# What you are asked to do
Reproduce every line of the items below, including the requests, with each coordinate value in the answers multiplied by 2 and rounded to a whole number, halves rounded up.

# Pointing items

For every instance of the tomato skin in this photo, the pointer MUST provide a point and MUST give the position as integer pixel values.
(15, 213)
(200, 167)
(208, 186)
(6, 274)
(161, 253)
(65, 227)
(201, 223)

# Solution to this exercise
For every instance of the tomato skin in this photo, the pointer MUST provide a point and MUST give the position as integer pixel values.
(30, 426)
(400, 334)
(416, 372)
(12, 548)
(322, 506)
(130, 454)
(402, 446)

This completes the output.